Start of Document extract
Line of workstation computers

Kayak was a line of x86-based, optionally dual-processor workstation computers released by Hewlett-Packard from 1997 until the acquisition of Compaq in 2002. The Kayak line was aimed at the scientific computing and professional 3D graphics markets and came preinstalled with Windows NT.

==History==
Hewlett-Packard introduced the Kayak line on September 9, 1997, alongside their Brio line of small office/home office desktops. Models in the Kayak line initially featured Intel's Pentium II processors; later models featured Pentium II Xeons, Pentium IIIs, Pentium III Xeons, and Pentium 4s. The Kayak line was introduced expressly to compete with Compaq, then the largest global manufacturer of personal computers, in the scientific computing and professional 3D graphics markets—particularly with Compaq's Professional Workstation line. The Kayak served as HP's introduction to the Wintel workstation market; they had previously only catered to the Unix set with their RISC-based 9000 line of performance workstations.

HP came to dominate the Wintel workstation segment with the Kayak by the turn of the millennium. However, in late 2001, they were eclipsed by Dell and their Precision workstations. In Europe, HP rebranded the Kayak as the HP Workstation with their x4000 model in 2001. By 2002, HP followed suit in the United States.
End of Document extract
• [Tasks to carry out]:
A - List every Intel processor that the Kayak passage names as used in Kayak models.
B - Answer these questions from the Kayak passage:
(i) On what date did Hewlett-Packard introduce the Kayak line?
(ii) Which company and workstation line eclipsed HP in late 2001?
(iii) With which model did HP rebrand the Kayak as the HP Workstation in Europe?
C - Print the part of the Kayak passage starting with "Line of workstation" and going on through "with Windows NT.".
None of the material is needed for this work.
Start of Information shown
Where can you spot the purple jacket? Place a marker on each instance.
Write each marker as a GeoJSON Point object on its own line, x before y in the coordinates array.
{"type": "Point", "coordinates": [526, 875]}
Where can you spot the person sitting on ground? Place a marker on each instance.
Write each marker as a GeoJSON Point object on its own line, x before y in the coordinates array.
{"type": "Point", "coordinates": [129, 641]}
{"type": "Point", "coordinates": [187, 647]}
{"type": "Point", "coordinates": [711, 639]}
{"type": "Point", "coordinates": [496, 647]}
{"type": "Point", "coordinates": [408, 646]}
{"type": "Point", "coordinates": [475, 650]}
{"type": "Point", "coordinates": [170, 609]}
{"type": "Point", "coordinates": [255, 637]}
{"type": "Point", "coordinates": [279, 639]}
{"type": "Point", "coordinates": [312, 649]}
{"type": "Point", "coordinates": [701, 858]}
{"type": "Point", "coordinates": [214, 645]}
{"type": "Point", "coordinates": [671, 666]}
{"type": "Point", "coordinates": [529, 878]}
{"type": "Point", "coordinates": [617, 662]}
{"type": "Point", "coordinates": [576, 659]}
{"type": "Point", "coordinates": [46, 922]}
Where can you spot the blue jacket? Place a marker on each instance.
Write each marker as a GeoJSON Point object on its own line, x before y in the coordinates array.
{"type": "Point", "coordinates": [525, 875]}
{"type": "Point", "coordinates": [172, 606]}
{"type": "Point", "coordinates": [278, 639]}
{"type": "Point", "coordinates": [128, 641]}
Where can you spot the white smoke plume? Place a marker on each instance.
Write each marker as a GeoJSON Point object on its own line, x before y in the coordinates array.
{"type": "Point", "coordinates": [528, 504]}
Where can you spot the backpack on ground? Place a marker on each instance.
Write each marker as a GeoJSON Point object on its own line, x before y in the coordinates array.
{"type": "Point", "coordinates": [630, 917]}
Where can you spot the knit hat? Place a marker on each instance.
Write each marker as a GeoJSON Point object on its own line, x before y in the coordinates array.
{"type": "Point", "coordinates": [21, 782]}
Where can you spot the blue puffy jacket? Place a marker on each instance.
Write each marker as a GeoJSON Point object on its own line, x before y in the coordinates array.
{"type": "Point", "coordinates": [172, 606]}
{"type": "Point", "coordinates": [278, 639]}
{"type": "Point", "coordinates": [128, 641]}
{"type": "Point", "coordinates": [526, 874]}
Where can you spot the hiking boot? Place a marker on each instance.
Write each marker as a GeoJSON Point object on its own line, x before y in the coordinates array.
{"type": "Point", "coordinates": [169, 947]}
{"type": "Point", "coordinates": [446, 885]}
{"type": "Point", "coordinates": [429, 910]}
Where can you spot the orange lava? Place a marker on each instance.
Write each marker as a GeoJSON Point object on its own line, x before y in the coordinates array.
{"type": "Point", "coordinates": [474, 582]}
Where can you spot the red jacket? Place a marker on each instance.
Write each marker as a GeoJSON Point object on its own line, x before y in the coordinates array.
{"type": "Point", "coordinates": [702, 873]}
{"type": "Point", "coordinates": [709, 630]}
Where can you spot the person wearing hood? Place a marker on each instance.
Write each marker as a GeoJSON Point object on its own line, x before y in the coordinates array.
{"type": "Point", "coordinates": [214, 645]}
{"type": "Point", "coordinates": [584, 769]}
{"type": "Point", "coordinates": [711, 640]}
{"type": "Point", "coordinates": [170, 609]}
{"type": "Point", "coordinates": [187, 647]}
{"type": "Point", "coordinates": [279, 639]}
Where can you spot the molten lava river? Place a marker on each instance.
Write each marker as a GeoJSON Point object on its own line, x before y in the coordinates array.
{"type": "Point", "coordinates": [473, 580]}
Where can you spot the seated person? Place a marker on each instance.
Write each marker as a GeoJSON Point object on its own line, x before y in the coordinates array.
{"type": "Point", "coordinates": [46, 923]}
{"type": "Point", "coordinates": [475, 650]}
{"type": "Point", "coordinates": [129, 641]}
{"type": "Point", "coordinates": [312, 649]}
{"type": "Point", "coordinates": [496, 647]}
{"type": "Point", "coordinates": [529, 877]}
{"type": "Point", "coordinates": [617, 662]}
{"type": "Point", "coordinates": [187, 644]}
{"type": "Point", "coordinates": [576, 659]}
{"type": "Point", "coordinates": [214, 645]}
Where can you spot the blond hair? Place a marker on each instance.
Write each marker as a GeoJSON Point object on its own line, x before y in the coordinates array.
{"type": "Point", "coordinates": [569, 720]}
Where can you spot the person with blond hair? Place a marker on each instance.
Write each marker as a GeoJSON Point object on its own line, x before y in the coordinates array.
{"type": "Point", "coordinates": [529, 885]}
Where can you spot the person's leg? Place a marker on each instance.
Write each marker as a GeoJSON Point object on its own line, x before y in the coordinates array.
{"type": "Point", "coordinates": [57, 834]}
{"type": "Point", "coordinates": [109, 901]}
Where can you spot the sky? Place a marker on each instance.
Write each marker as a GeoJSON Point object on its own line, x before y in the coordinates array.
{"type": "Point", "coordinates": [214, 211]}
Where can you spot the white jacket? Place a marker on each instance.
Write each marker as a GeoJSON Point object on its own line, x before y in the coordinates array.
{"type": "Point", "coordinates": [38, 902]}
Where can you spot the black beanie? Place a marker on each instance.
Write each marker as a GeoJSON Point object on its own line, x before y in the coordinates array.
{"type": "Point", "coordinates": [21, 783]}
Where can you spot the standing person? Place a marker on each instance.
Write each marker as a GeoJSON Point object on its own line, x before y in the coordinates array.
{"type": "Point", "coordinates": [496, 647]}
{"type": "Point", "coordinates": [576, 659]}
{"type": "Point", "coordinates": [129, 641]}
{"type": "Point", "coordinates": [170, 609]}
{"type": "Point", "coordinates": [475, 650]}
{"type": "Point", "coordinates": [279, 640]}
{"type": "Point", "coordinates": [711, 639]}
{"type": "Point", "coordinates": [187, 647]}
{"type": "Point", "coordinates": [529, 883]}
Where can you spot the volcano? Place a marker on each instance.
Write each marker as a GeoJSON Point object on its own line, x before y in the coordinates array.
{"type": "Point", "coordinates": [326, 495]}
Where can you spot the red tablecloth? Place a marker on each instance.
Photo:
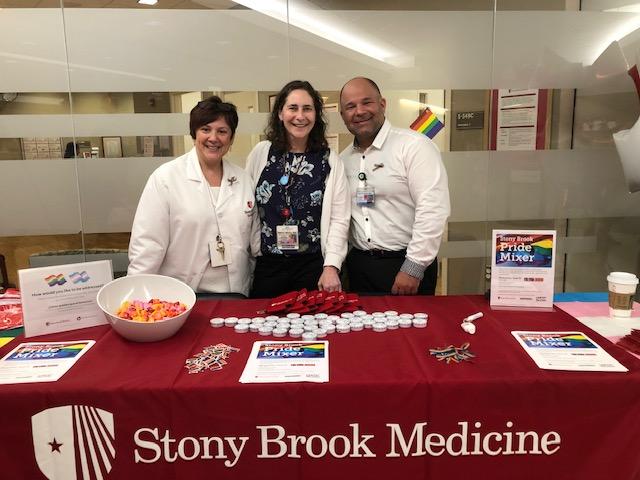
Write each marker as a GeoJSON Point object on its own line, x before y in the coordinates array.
End of Information shown
• [Correct answers]:
A - Pentium II, Pentium II Xeon, Pentium III, Pentium III Xeon, Pentium 4

B -
(i) September 9, 1997
(ii) Dell and its Precision workstations
(iii) The x4000 model

C -
Line of workstation computers

Kayak was a line of x86-based, optionally dual-processor workstation computers released by Hewlett-Packard from 1997 until the acquisition of Compaq in 2002. The Kayak line was aimed at the scientific computing and professional 3D graphics markets and came preinstalled with Windows NT.